# INSTRUCTIONS
a) From the daylight saving post below, extract the text starting with "The eggplants, now just" and going on through "living things do.".
b) According to the daylight saving post below, how long did the sun stay in the sky yesterday?
c) Name every biological thing the daylight saving post below describes as "shared."

-------- PASSAGE SHOWN

Sunday, March 10, 2013

Daylight Ravings Time: Ra Ra Ra!



Yesterday the sun hung in the sky for 11 hours and 39 minutes in these parts.
Today the sun graces us with three more minutes, lounging around for 11 hours and 42 minutes.

Way I figure it, I gained minutes of Ra time as he travels on his night-barque. 
The eggplants, now just seeds put together with last summer's light, sit patiently in little envelopes, about to be born again, to do this thing we and all living things do.

It's in our shared DNA, our shared ribosomes, our shared glycolysis, putting things together, then breaking them down again.

The sun makes this possible .

What possible hour do we think we lost last night?
What hubris allows us to believe we can break time from its essence, our link to the sun and the stars?







If I must chose betwen the sun and hubris, I choose the sun.

3 comments:

David Rudel said...

----------------
-------- EXCERPTED DATA

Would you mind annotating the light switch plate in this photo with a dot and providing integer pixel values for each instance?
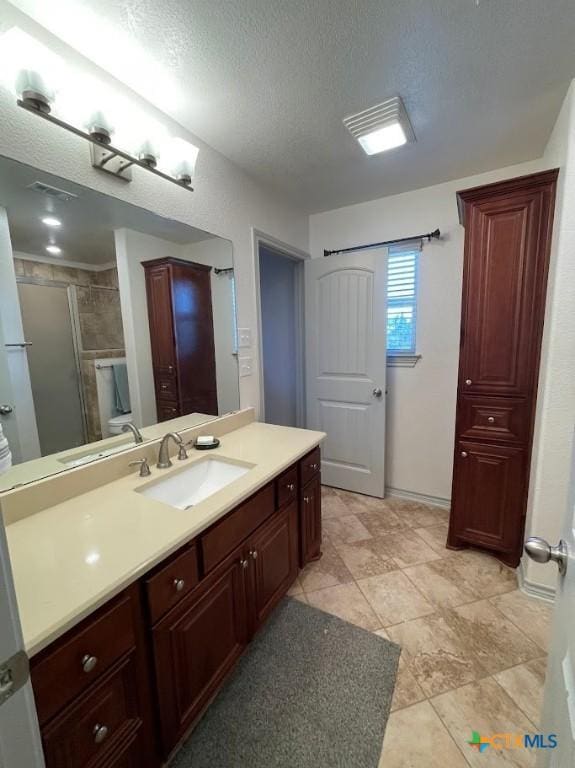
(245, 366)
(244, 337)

----------------
-------- EXCERPTED DATA

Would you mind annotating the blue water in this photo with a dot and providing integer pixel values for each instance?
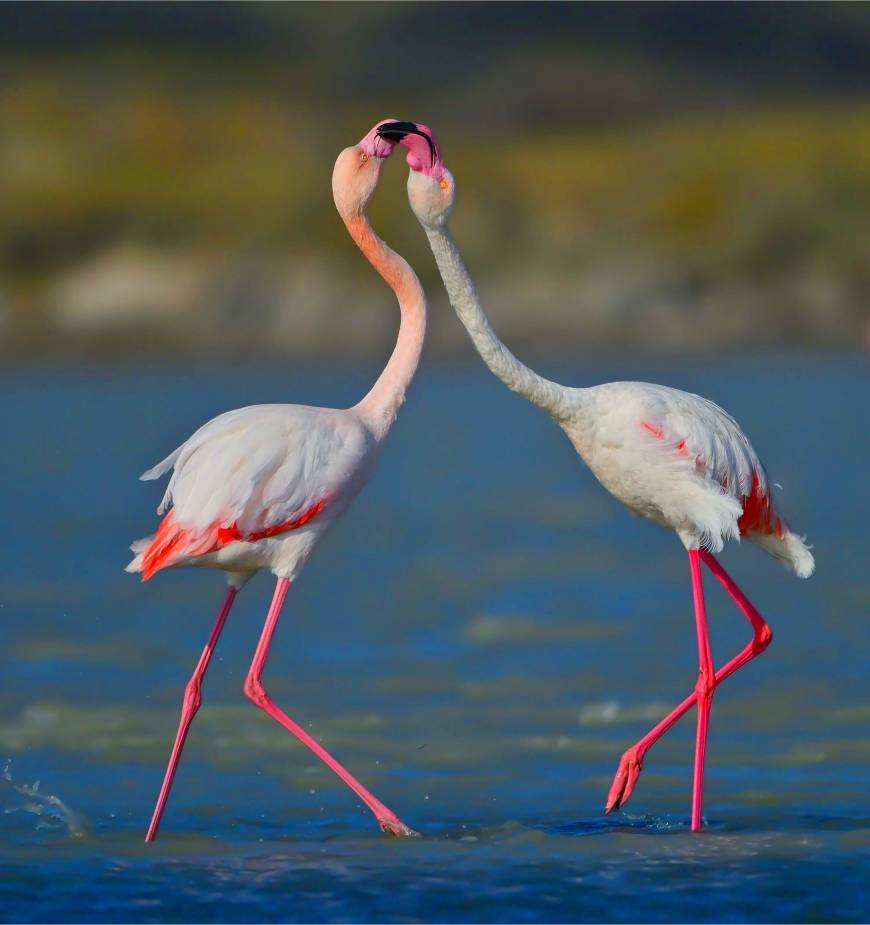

----------------

# TASK SOLUTIONS
a)
The eggplants, now just seeds put together with last summer's light, sit patiently in little envelopes, about to be born again, to do this thing we and all living things do.

b) 11 hours and 39 minutes.

c) DNA, ribosomes, glycolysis